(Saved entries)
::::::::::
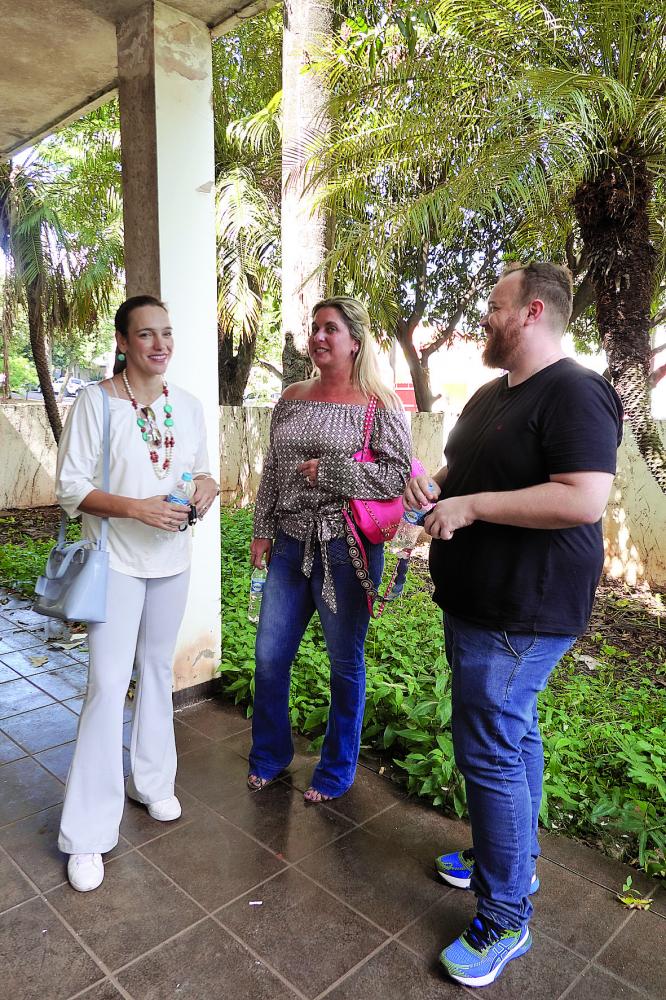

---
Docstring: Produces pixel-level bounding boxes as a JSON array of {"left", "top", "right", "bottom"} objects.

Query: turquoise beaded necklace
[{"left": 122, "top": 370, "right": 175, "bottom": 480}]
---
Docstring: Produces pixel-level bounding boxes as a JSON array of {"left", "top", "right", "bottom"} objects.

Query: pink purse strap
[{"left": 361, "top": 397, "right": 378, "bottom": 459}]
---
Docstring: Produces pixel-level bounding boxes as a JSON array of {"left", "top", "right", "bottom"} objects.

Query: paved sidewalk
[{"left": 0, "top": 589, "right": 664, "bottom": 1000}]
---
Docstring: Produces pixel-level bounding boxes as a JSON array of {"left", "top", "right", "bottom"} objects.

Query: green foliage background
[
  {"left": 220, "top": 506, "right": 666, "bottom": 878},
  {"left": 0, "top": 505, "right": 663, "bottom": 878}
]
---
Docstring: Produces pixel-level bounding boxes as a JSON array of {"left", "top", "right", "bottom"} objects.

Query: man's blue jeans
::::::::::
■ To do ■
Although the records contain pictures, restate them word for word with those pictures left out.

■ Exercise result ■
---
Docstring: Produces pixel-level bounding boxes as a JSON array of {"left", "top", "right", "bottom"} objects.

Query: turquoise beaded necklace
[{"left": 122, "top": 370, "right": 175, "bottom": 480}]
---
Docstring: Produces pixel-level bounding boxes as a JSON array of {"left", "top", "right", "bottom"} objects.

Query: pink purse strap
[{"left": 361, "top": 397, "right": 378, "bottom": 459}]
---
Docstring: Produces pixel-level bounding boxes as a JSON array of {"left", "top", "right", "bottom"} objects.

Query: paved sidewalk
[{"left": 0, "top": 589, "right": 664, "bottom": 1000}]
---
Docstring: Produces pixel-level bounding boxes as a JSON array of {"left", "top", "right", "bottom"} objects.

Query: green foliage background
[
  {"left": 220, "top": 506, "right": 666, "bottom": 878},
  {"left": 0, "top": 505, "right": 663, "bottom": 878}
]
---
Docstring: Produces pixel-level bounding boxes as a JSON array of {"left", "top", "right", "bottom"} objects.

Query: man's blue jeans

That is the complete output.